[Begin Dataset records]
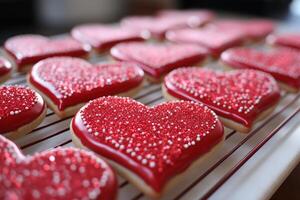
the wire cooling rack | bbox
[5,34,300,200]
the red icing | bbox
[121,16,187,39]
[158,10,214,27]
[221,48,300,89]
[166,29,245,57]
[0,86,45,134]
[0,57,12,77]
[71,24,144,51]
[29,57,144,110]
[111,42,208,78]
[0,136,117,200]
[164,67,280,128]
[4,35,90,67]
[267,33,300,50]
[71,97,224,192]
[213,19,274,40]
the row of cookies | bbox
[0,36,299,136]
[0,57,290,199]
[3,10,297,74]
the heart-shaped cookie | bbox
[4,35,90,71]
[71,97,224,196]
[0,86,46,138]
[111,42,208,81]
[158,9,214,27]
[267,33,300,50]
[121,16,187,39]
[212,19,275,41]
[166,28,245,57]
[28,57,144,117]
[163,67,280,132]
[0,136,117,200]
[0,57,13,83]
[71,24,144,52]
[221,48,300,92]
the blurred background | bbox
[0,0,300,43]
[0,0,300,200]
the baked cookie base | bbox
[1,49,90,73]
[3,105,47,139]
[27,79,143,119]
[219,61,300,93]
[70,124,225,199]
[0,71,12,83]
[162,85,277,133]
[145,56,213,84]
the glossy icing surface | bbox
[164,67,280,128]
[158,10,214,27]
[0,57,12,77]
[71,24,144,51]
[213,19,275,40]
[221,48,300,89]
[4,35,90,67]
[0,136,116,200]
[267,33,300,50]
[0,86,45,134]
[166,29,245,57]
[121,16,187,39]
[71,97,224,192]
[29,57,144,110]
[111,42,208,78]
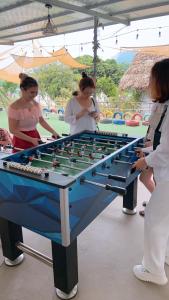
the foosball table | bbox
[0,131,143,299]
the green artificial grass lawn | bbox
[0,111,147,137]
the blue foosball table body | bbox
[0,131,143,299]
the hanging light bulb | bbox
[136,29,139,40]
[158,27,161,37]
[42,3,57,36]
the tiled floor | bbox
[0,180,169,300]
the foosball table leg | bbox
[0,218,24,266]
[123,178,137,215]
[52,239,78,299]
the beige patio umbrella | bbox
[119,51,167,90]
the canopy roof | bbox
[119,52,166,90]
[0,0,169,44]
[0,42,88,83]
[121,45,169,57]
[12,48,88,69]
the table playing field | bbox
[0,131,143,299]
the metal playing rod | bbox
[33,157,83,171]
[94,172,127,182]
[40,152,93,165]
[112,159,133,165]
[121,154,131,158]
[16,242,53,267]
[74,139,119,147]
[81,179,127,196]
[47,148,102,160]
[72,143,116,152]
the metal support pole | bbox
[16,242,53,267]
[93,17,99,99]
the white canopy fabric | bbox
[0,0,169,45]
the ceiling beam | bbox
[107,1,169,16]
[0,0,30,13]
[36,0,129,25]
[0,11,72,31]
[0,17,93,39]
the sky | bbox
[0,16,169,59]
[39,16,169,59]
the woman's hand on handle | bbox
[132,157,148,171]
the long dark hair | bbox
[19,73,38,90]
[149,58,169,103]
[79,72,95,91]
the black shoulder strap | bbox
[155,105,168,131]
[91,97,96,107]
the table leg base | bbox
[56,285,77,299]
[122,207,137,215]
[4,254,24,267]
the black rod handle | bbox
[105,184,127,196]
[107,174,126,182]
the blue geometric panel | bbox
[0,171,62,243]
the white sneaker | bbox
[165,256,169,266]
[133,265,168,285]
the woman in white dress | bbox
[65,72,100,135]
[133,59,169,285]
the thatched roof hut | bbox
[119,52,167,90]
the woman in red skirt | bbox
[8,73,59,150]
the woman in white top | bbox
[133,59,169,285]
[65,72,99,134]
[139,102,164,217]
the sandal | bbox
[142,201,148,207]
[139,210,145,217]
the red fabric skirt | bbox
[12,129,40,152]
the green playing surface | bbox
[31,141,118,176]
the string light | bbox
[136,29,139,40]
[158,27,161,37]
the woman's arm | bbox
[39,116,60,138]
[8,117,39,146]
[64,101,89,125]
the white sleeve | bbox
[145,111,169,168]
[95,101,100,113]
[64,101,76,124]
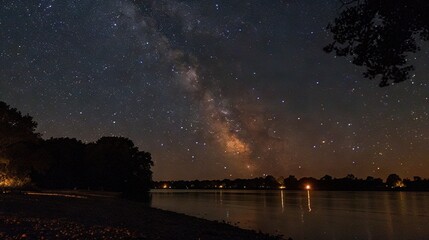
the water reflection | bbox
[307,190,311,212]
[152,190,429,240]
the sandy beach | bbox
[0,192,281,239]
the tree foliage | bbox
[324,0,429,87]
[0,102,153,198]
[0,101,40,154]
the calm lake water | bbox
[152,190,429,240]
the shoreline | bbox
[0,191,283,240]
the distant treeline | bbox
[154,174,429,191]
[0,101,153,196]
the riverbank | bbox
[0,192,280,240]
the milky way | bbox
[0,0,429,179]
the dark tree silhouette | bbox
[32,138,86,189]
[85,137,153,194]
[0,101,40,178]
[0,101,40,156]
[324,0,429,87]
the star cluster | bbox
[0,0,429,179]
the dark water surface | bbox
[152,190,429,240]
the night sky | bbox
[0,0,429,180]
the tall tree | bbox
[0,101,40,175]
[324,0,429,87]
[0,101,40,154]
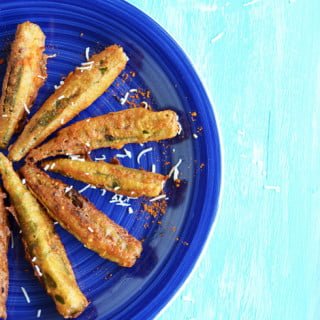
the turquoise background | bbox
[129,0,320,320]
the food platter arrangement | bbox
[0,0,221,319]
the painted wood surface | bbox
[129,0,320,320]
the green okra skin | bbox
[0,21,47,148]
[9,45,128,161]
[21,164,142,267]
[0,153,88,318]
[42,159,167,197]
[28,108,181,162]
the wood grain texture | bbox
[129,0,320,320]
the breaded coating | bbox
[0,153,88,318]
[0,21,47,148]
[28,108,180,162]
[9,45,128,161]
[21,165,142,267]
[42,159,167,197]
[0,189,10,319]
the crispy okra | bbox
[0,153,88,318]
[9,45,128,161]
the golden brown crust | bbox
[0,189,10,319]
[0,153,88,318]
[9,45,128,161]
[0,21,47,148]
[42,159,167,197]
[21,165,142,267]
[28,108,180,162]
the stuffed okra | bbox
[28,108,180,162]
[0,21,47,148]
[0,153,88,318]
[9,45,128,161]
[42,159,167,197]
[0,189,10,319]
[21,164,142,267]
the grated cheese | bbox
[168,159,182,180]
[65,186,73,193]
[137,147,152,164]
[177,116,182,134]
[123,148,132,159]
[120,91,129,106]
[76,65,92,72]
[94,154,106,161]
[21,287,30,303]
[79,184,91,193]
[149,194,167,202]
[109,194,132,207]
[23,103,30,114]
[141,101,150,109]
[34,264,42,277]
[85,47,90,61]
[10,232,14,249]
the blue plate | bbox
[0,0,221,320]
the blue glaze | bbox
[0,0,221,320]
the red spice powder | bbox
[142,199,167,217]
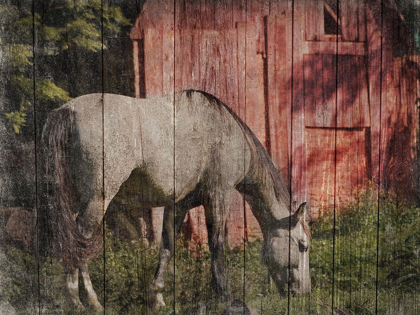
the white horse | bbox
[38,90,310,310]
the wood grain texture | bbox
[0,0,420,314]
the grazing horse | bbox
[39,90,310,310]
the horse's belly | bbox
[110,168,174,208]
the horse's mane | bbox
[185,90,311,238]
[185,90,290,206]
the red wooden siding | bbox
[132,0,417,245]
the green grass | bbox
[0,194,420,315]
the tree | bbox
[0,0,130,134]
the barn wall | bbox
[131,0,418,245]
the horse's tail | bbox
[39,106,102,270]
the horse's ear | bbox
[291,202,306,228]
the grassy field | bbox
[0,195,420,315]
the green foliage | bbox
[0,194,420,315]
[0,0,130,133]
[4,111,26,134]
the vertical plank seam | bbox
[375,0,384,314]
[31,0,42,314]
[286,0,296,314]
[331,0,341,315]
[171,0,176,314]
[241,0,248,315]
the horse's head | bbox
[263,203,311,295]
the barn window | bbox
[324,0,341,35]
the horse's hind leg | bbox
[204,187,232,299]
[151,193,200,309]
[65,268,85,312]
[80,260,103,312]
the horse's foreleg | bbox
[65,268,85,312]
[151,207,185,308]
[204,187,231,300]
[80,260,103,312]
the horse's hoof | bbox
[91,303,104,314]
[155,293,166,308]
[68,301,86,314]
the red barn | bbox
[131,0,419,245]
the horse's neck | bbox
[238,170,290,237]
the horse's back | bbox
[54,92,250,209]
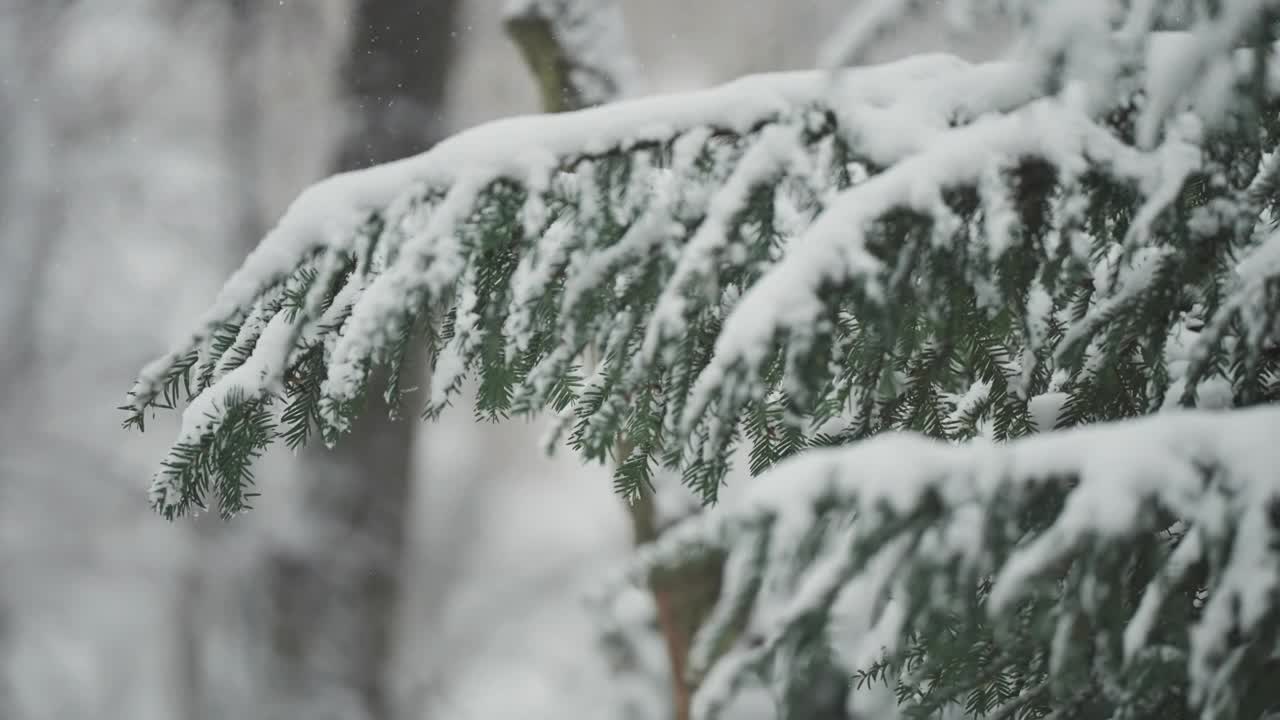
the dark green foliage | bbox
[127,44,1280,720]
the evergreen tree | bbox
[127,0,1280,720]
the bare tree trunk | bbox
[263,0,457,720]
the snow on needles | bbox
[635,407,1280,708]
[132,54,968,409]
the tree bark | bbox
[263,0,457,720]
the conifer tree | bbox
[125,0,1280,720]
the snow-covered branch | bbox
[624,407,1280,720]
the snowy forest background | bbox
[0,0,1000,720]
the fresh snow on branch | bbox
[632,407,1280,720]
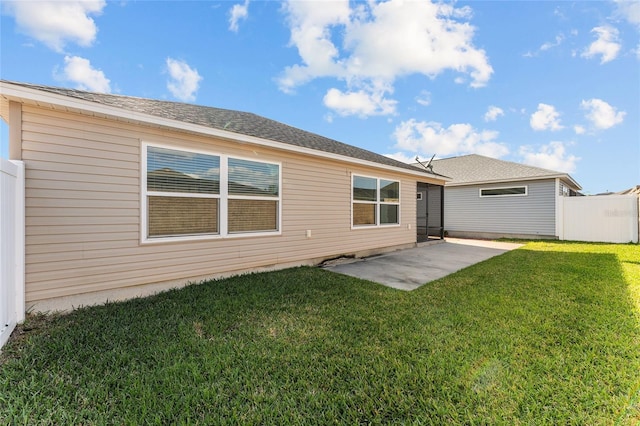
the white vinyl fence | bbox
[558,195,639,243]
[0,158,25,348]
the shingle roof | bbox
[432,154,581,189]
[1,81,441,177]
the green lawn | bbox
[0,242,640,425]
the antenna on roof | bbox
[416,154,436,173]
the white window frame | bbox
[350,174,402,229]
[478,185,529,198]
[140,142,282,244]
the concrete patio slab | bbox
[325,238,522,291]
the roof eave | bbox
[447,173,582,190]
[0,81,450,182]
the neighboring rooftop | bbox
[431,154,582,190]
[0,80,443,178]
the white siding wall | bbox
[444,179,556,237]
[22,105,430,304]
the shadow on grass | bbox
[0,246,640,424]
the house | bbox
[432,154,582,239]
[0,81,447,311]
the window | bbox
[352,175,400,226]
[480,186,527,197]
[229,158,280,233]
[143,144,280,241]
[146,146,220,237]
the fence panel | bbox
[0,158,25,348]
[560,195,638,243]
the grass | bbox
[0,242,640,425]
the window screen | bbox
[352,176,400,226]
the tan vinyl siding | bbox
[21,105,430,303]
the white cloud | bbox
[581,26,621,64]
[484,105,504,121]
[57,56,111,93]
[384,152,416,164]
[393,119,509,158]
[529,104,563,131]
[3,0,107,52]
[540,34,564,52]
[615,0,640,29]
[416,90,431,106]
[229,0,249,33]
[580,99,627,130]
[278,0,493,114]
[520,142,580,173]
[167,58,202,102]
[323,88,397,117]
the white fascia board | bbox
[0,82,450,182]
[445,174,582,190]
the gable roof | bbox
[0,80,447,180]
[432,154,582,190]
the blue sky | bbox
[0,0,640,194]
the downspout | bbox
[555,178,564,240]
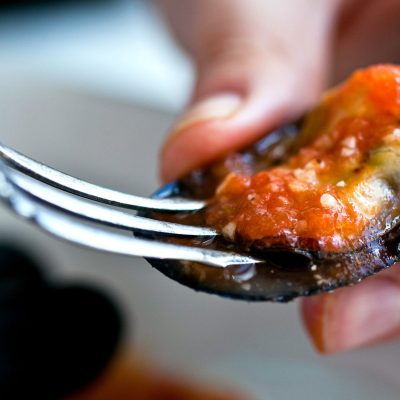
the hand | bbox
[161,0,400,352]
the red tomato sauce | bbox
[207,65,400,251]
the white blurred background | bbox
[0,0,400,400]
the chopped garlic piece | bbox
[222,222,236,240]
[319,193,339,209]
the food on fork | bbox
[207,66,400,252]
[148,65,400,301]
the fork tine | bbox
[0,170,261,268]
[0,143,205,212]
[5,166,218,237]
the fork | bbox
[0,144,261,268]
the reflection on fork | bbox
[0,144,260,268]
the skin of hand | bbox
[160,0,400,353]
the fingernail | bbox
[323,278,400,353]
[173,93,242,133]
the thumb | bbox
[161,3,338,181]
[302,264,400,353]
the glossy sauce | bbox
[206,66,400,252]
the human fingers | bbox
[301,264,400,353]
[161,0,338,181]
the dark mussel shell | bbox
[142,126,400,302]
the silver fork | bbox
[0,144,260,268]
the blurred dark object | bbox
[0,244,122,400]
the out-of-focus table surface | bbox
[0,0,193,111]
[0,0,400,400]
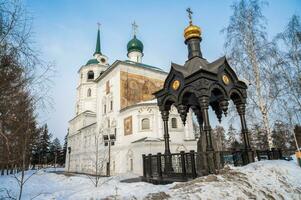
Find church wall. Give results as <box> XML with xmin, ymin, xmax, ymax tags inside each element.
<box><xmin>120</xmin><ymin>66</ymin><xmax>165</xmax><ymax>109</ymax></box>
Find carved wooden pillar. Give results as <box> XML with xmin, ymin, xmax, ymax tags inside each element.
<box><xmin>236</xmin><ymin>102</ymin><xmax>254</xmax><ymax>164</ymax></box>
<box><xmin>199</xmin><ymin>96</ymin><xmax>213</xmax><ymax>151</ymax></box>
<box><xmin>236</xmin><ymin>103</ymin><xmax>251</xmax><ymax>149</ymax></box>
<box><xmin>161</xmin><ymin>110</ymin><xmax>170</xmax><ymax>154</ymax></box>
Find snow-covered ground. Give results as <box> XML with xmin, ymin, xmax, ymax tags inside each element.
<box><xmin>0</xmin><ymin>160</ymin><xmax>301</xmax><ymax>200</ymax></box>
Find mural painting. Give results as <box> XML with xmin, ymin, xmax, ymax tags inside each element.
<box><xmin>120</xmin><ymin>72</ymin><xmax>164</xmax><ymax>109</ymax></box>
<box><xmin>123</xmin><ymin>116</ymin><xmax>133</xmax><ymax>135</ymax></box>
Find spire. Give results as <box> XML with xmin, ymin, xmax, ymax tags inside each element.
<box><xmin>132</xmin><ymin>21</ymin><xmax>138</xmax><ymax>37</ymax></box>
<box><xmin>184</xmin><ymin>8</ymin><xmax>202</xmax><ymax>59</ymax></box>
<box><xmin>93</xmin><ymin>22</ymin><xmax>102</xmax><ymax>55</ymax></box>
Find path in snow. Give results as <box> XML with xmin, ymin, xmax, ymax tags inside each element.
<box><xmin>0</xmin><ymin>160</ymin><xmax>301</xmax><ymax>200</ymax></box>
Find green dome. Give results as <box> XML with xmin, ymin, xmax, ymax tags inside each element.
<box><xmin>127</xmin><ymin>35</ymin><xmax>143</xmax><ymax>53</ymax></box>
<box><xmin>86</xmin><ymin>58</ymin><xmax>99</xmax><ymax>65</ymax></box>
[End Dataset records]
> Task statement
Rewrite the entries from the line with "the metal playing rod | bbox" to the line with "[4,254,24,267]", changing every "metal" to "steel" and keeping everything else the same.

> Exercise solution
the steel playing rod | bbox
[33,157,83,171]
[94,172,127,182]
[40,152,93,165]
[112,159,133,165]
[121,154,131,158]
[16,242,53,267]
[74,139,119,147]
[81,179,127,196]
[47,148,102,160]
[72,143,116,152]
the steel support pole | bbox
[16,242,53,267]
[93,17,99,99]
the white canopy fabric | bbox
[0,0,169,45]
the ceiling beam | bbox
[107,1,169,16]
[0,0,30,13]
[36,0,129,25]
[0,11,72,31]
[0,17,93,39]
the sky | bbox
[0,16,169,59]
[39,16,169,59]
the woman's hand on handle | bbox
[132,157,148,171]
the long dark hair | bbox
[19,73,38,90]
[149,58,169,103]
[79,72,95,91]
the black shoulder strap | bbox
[155,105,168,131]
[91,97,96,107]
the table leg base | bbox
[56,285,77,299]
[122,207,137,215]
[4,254,24,267]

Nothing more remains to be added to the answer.